### Reading text

________

The electric power switch may be provided as an aircraft solid state power controller, in particular as an aircraft solid state power controller that comprises at least one MOSFET. Electric power switches comprising semiconductor switches, such as MOSFETs, are able to reliably switch large electric currents and high electric voltages. Electric power switches comprising semiconductor switches have a long service life and may be produced at comparatively low costs.

The aircraft power control device may be configured for outputting an overvoltage indicator signal in case the DC output voltage provided at the converter output side of the DC/DC-converter exceeds the predefined voltage limit, in order to inform a superior device, such as an supervisor controller, that an overvoltage has been detected.

The aircraft power control device may be configured for outputting an overcurrent indicator signal in case the electric current flowing between the converter output side and the switch input side of the electric power switch exceeds the predefined current limit, in order to inform a superior device, such as an supervisor controller, that an overcurrent has been detected.

In response to receiving an overvoltage indicator signal and/or an overcurrent indicator signal from the aircraft power control device, the superior device may shut down the electric system of the aircraft.

The supervisor controller may also output an alarm signal, for example a visual alarm signal and/or an acoustic alarm signal, which is given to the pilot(s) and/or to maintenance personnel of the aircraft in order to inform them that an overvoltage and/or an overcurrent has been detected. The detection of an overvoltage and/or an overcurrent may also be logged, optionally together with additional information, such as the date and the time at which the alarm signal has been issued, in an appropriate logging device.

________

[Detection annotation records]
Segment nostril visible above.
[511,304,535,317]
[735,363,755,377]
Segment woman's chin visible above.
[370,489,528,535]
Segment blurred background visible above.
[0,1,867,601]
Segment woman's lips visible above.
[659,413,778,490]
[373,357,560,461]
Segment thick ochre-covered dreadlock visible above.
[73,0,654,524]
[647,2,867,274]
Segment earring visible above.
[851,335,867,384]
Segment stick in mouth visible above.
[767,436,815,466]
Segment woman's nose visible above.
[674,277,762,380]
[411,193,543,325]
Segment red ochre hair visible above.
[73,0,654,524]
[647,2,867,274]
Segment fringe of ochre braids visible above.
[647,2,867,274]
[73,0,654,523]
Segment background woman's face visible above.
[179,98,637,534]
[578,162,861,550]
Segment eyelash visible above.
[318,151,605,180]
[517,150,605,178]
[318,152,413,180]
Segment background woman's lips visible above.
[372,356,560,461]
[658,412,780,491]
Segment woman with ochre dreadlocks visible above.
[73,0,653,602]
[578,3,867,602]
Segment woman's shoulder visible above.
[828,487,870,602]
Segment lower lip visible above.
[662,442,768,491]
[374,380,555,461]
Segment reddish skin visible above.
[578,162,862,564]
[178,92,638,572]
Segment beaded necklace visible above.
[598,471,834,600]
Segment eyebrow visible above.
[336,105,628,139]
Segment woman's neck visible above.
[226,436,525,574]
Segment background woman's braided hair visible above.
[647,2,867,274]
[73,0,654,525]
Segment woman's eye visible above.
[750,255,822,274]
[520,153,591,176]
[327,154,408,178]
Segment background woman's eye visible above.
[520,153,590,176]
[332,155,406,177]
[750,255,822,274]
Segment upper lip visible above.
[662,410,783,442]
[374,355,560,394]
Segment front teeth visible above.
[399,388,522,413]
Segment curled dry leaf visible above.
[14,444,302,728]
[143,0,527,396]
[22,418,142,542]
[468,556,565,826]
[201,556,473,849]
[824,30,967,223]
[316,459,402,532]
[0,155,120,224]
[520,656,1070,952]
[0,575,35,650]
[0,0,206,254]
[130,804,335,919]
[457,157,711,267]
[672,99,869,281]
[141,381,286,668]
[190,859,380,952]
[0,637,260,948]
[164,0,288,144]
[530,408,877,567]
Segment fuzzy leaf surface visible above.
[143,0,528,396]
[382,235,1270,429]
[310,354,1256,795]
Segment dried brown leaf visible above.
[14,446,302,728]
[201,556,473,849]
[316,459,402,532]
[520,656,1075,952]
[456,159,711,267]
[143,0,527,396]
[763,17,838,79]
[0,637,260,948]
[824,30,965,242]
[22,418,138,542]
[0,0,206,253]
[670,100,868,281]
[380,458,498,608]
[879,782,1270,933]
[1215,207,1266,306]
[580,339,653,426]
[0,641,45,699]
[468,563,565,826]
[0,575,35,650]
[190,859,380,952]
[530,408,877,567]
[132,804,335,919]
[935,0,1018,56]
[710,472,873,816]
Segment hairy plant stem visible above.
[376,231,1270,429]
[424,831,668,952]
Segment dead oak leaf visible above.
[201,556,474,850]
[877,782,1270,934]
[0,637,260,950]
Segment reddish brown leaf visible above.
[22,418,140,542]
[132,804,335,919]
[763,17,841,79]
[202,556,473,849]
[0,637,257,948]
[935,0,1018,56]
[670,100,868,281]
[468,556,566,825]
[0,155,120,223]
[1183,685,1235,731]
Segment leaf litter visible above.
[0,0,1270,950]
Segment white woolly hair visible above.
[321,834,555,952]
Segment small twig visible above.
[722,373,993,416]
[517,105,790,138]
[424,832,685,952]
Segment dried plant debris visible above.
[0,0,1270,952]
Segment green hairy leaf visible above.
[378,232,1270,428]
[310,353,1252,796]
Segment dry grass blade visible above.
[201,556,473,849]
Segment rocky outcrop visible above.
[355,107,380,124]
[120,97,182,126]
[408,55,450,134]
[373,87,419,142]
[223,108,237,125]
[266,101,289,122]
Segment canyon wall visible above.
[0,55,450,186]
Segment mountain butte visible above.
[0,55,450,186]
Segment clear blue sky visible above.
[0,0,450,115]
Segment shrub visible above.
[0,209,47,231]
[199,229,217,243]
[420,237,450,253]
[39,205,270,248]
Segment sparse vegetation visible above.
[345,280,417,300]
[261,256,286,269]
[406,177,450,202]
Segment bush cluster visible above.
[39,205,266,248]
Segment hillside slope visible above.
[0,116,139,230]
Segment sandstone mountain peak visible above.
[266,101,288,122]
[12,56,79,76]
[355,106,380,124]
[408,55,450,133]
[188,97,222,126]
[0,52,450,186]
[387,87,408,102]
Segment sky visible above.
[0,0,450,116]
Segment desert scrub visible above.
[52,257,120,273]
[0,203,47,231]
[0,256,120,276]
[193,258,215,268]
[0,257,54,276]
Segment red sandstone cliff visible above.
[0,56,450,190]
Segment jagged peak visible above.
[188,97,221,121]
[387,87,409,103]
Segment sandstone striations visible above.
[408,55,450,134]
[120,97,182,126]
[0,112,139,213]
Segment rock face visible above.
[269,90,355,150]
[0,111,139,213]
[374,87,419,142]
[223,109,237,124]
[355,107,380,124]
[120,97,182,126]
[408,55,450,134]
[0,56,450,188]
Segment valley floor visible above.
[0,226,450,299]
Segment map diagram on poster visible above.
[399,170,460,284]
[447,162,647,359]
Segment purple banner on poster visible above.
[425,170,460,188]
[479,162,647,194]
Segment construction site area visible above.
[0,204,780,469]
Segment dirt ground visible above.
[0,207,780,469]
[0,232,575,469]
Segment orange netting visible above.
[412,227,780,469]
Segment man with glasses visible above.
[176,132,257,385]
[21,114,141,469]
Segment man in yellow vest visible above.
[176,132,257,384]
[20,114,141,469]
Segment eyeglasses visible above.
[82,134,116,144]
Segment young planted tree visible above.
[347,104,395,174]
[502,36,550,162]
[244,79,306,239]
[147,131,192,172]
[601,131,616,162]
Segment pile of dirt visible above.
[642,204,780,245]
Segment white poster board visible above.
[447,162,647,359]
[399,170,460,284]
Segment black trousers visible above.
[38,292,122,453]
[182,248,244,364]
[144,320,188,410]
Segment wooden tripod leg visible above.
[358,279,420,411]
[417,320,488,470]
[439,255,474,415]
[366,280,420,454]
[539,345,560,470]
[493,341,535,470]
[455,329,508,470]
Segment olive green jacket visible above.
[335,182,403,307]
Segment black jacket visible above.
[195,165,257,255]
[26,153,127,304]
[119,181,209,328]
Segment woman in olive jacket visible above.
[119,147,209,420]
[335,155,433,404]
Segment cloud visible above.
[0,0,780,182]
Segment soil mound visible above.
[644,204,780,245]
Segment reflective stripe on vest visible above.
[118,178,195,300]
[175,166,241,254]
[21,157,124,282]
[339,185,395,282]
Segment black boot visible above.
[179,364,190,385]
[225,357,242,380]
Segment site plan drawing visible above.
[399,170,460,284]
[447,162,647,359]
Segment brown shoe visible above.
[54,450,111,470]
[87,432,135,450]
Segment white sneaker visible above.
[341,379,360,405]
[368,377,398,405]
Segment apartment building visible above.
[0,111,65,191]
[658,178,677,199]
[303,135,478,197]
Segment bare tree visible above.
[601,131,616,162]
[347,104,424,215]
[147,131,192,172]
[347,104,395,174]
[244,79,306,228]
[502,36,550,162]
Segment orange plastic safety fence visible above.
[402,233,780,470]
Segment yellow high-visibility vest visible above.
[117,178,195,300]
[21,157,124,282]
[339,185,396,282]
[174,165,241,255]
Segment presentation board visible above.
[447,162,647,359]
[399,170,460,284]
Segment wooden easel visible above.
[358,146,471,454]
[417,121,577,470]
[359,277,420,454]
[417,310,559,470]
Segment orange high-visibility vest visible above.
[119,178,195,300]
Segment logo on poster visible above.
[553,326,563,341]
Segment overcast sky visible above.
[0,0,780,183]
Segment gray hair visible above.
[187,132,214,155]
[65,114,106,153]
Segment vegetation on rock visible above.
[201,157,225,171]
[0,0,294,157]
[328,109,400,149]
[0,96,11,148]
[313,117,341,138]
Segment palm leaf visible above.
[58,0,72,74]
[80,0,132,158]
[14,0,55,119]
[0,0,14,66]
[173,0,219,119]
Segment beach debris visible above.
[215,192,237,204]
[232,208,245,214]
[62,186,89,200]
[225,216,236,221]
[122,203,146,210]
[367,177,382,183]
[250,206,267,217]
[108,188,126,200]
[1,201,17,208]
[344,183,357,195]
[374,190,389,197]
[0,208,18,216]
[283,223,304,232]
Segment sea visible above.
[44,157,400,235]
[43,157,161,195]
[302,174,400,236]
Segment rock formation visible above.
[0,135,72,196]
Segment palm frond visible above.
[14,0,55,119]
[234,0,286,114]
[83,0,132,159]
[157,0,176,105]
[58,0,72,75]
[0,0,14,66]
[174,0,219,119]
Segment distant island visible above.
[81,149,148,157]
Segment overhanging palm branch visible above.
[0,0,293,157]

________

Write a continuation of the passage on the aircraft power control device, picking up after its final sentence about logging the alarm signal.

Exemplary embodiments of the invention further include an aircraft comprising an aircraft electric power source, in particular a DC aircraft electric power source, and at least one aircraft power control device according to an exemplary embodiment of the invention. In such an aircraft, the converter input side is electrically coupled to the aircraft electric power source for receiving electric power from the aircraft electric power source.

The additional features, modifications and effects described above with respect to an aircraft power control device apply to such an aircraft in an analogous manner.

BRIEF DESCRIPTION OF DRAWINGS

In the following, an aircraft power control device according to an exemplary embodiments of the invention is described in more detail with reference to the enclosed figures.

FIG. 1 depicts a schematic side view of an aircraft comprising an aircraft system including an aircraft power control device according to an exemplary embodiment of the invention.

FIG. 2 schematically depicts an aircraft power control device according to an exemplary embodiment of the invention.

FIG. 3A depicts a flow chart that illustrates a method of voltage monitoring as it may be executed by an aircraft power control device according to an exemplary embodiment of the invention.

FIG. 3B depicts a flow chart that illustrates a first method of current monitoring as it may be executed by an aircraft power control device according to an exemplary embodiment of the invention.

FIG. 3C depicts a flow chart that illustrates a second method of current monitoring as it may be executed by an aircraft power control device according to an exemplary embodiment of the invention.

DETAILED DESCRIPTION

FIG. 1 depicts a schematic view of an aircraft 1, in particular of an airplane, which is equipped with an aircraft electric power supply system 2 including an aircraft electric power supply 4, in particular a DC aircraft electric power supply 4, an electric load 8, and an aircraft power control device 10, in particular a DC aircraft power control device 10, according to an exemplary embodiment of the invention. The aircraft power control device 10 is configured for controlling the supply of electric power from the aircraft electric power supply 4 to the electric load 8.

Although the aircraft electric power supply system 2, as it is depicted in FIG. 1, includes only a single aircraft electric power supply 4, a single electric load 8, and a single aircraft power control device 10, respectively, embodiments of an aircraft electric power supply system 2 according to the present disclosure may comprise more than one of each of said components, respectively. Typically, an aircraft electric power supply system 2 includes a plurality of electric loads 8 and a plurality of aircraft power control devices 10 assigned to these electric loads 8, respectively.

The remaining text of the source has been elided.